* _WHAT IS ASKED_:
a: From the opinion piece on building a wonder, copy word for word the passage that begins at "Hungary isn't doing" and stops after "infighting and decline.".
b: In the opinion piece on building a wonder, what did the uncle tell the Russian soldiers the flush toilet was used for?

Political paprikás: the recipe for building of a wonder

Published : 17 Jan 2011, 07:31 PM
Updated : 17 Jan 2011, 07:31 PM

My mother is a Hungarian immigrant. As the Soviet oppressors swept into Hungary in 1947 at the end of World War II, a mass exodus occurred. My relatives were scattered from Saudi Arabia and Melbourne to Zimbabwe and Buenos Aires. Meanwhile, the Hungarians dug in and made the Soviet occupation as miserable as possible for the Russians. One of my favourite stories is how, when the Russian "liberators" came and commandeered the house of my uncle, the staff had never seen a flush toilet. My uncle told the soldiers that it was a special appliance used for cleaning fish. Russian occupation was just one of many foreign occupations, in a long line that stretches all the way back, practically to the time of Attila. The Hungarians have hardly ever been free. As a result, the national character is based on the ability to be cleverly oppositional. After the Soviet invasion and subsequent Hungarian Revolution, Hungary focused on underground entrepreneurship and a rejection of all things Russian. Folk music and dance thrived. Hungarians united against the common enemy, and maintained its culture at all costs. Our cultural identity is so strong as a result, that even my oldest daughter, who is only one quarter Hungarian, speaks the language fairly well.

Hungary isn't doing as well without a common enemy. With no common enemy to unify the country, it has lacked focus. A well-known Hungarian dish, Chicken Paprikás, is the amalgam of vegetables, spices, meat and dairy, stirred and cooked, sometimes for days. To a certain point, it improves with each reheating. Without its own juices to stew in, the ingredients stay separate, and the joy of the meal, which is somehow more than the sum of its parts, is lost. Like Hungary itself, a fire must constantly burn beneath the pot to allow the ingredients to unify. In the absence of a common enemy, if a nation cannot find a common goal, it falls prey to infighting and decline.

In the early 1960s, John F. Kennedy realised that in order to unite a nation, in order to define greatness in a presidency, in fact, in order to usher in a Golden Age, all that a president, prime minister, or emperor has to do, is to build a wonder.

History forgives the Pharaohs their lack of proper working conditions, the resorting to slavery, because the results were so breathtaking. The same is true of the Romans. The great Roman emperors rallied the people by building a wonder, and including all levels of society in the project.

This leads me to believe that someday, future generations will look at the turn of the millennium agape at the accomplishments of Mohammed bin Rashid Al Maktoum of Dubai, and of the posthumous success of Walt Disney. 100 years from now, despite financial ruin, environmental havoc, all will be forgiven by history because of the tangible reality of the wonders these individuals inspired. In the late 1950s and early 1960s, what now has come to be called "the greatest generation" was coming into its own as a political power. President Kennedy proposed the creation of a wonder: The United States space programme. For the first time since the Homestead Act moved people Westward, the nation was united in a single peaceful goal: a manned flight to the moon.

Today we are building no wonders. History has proven time and time again, that when such goals are absent, a country will fall to infighting, partisanship, and decline. This is a lesson that both our nations need to recognise and learn. Self-sustenance is not sufficient incentive upon which to build a great nation. A national goal should be slightly frivolous, a little visionary and slightly out of reach. It should reflect the national character.

* _MATERIAL_:

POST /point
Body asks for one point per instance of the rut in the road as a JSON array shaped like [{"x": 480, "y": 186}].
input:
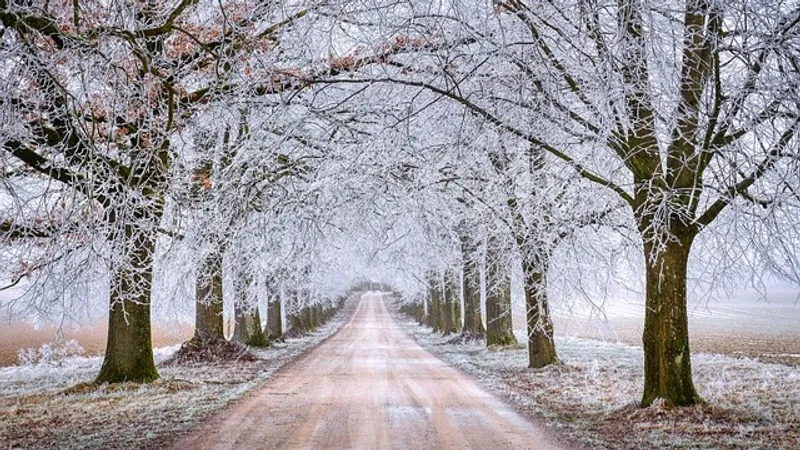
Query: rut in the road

* _LIST OF SOLUTIONS_:
a:
Hungary isn't doing as well without a common enemy. With no common enemy to unify the country, it has lacked focus. A well-known Hungarian dish, Chicken Paprikás, is the amalgam of vegetables, spices, meat and dairy, stirred and cooked, sometimes for days. To a certain point, it improves with each reheating. Without its own juices to stew in, the ingredients stay separate, and the joy of the meal, which is somehow more than the sum of its parts, is lost. Like Hungary itself, a fire must constantly burn beneath the pot to allow the ingredients to unify. In the absence of a common enemy, if a nation cannot find a common goal, it falls prey to infighting and decline.

b: He told them it was a special appliance used for cleaning fish.